Copy these lines word for word, leaving out the pictures.
───── RECORDS PROVIDED
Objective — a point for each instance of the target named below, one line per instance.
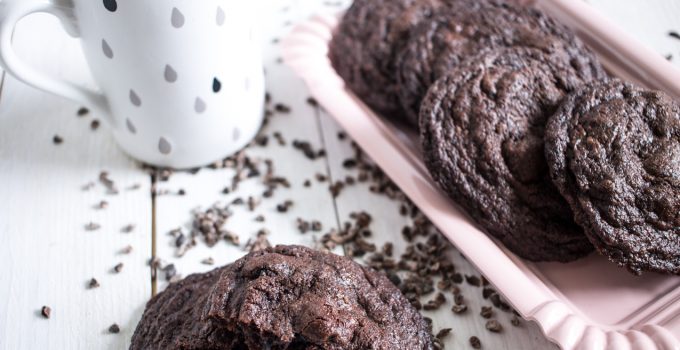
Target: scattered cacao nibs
(487, 292)
(279, 138)
(284, 207)
(109, 184)
(91, 226)
(435, 303)
(459, 309)
(282, 108)
(316, 226)
(473, 281)
(321, 177)
(114, 329)
(486, 312)
(118, 268)
(336, 188)
(443, 333)
(170, 272)
(93, 284)
(46, 311)
(475, 342)
(494, 326)
(253, 203)
(303, 226)
(258, 243)
(307, 149)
──────────
**EXERCISE RESPONSE**
Objective — a point for each instance of the target named below, one line per instance.
Target: scattered cacao nibs
(487, 292)
(279, 138)
(284, 207)
(109, 184)
(91, 226)
(435, 303)
(459, 309)
(282, 108)
(316, 226)
(473, 281)
(321, 177)
(114, 329)
(486, 312)
(118, 268)
(336, 188)
(443, 333)
(170, 272)
(93, 284)
(46, 311)
(475, 342)
(494, 326)
(253, 203)
(303, 226)
(258, 243)
(307, 149)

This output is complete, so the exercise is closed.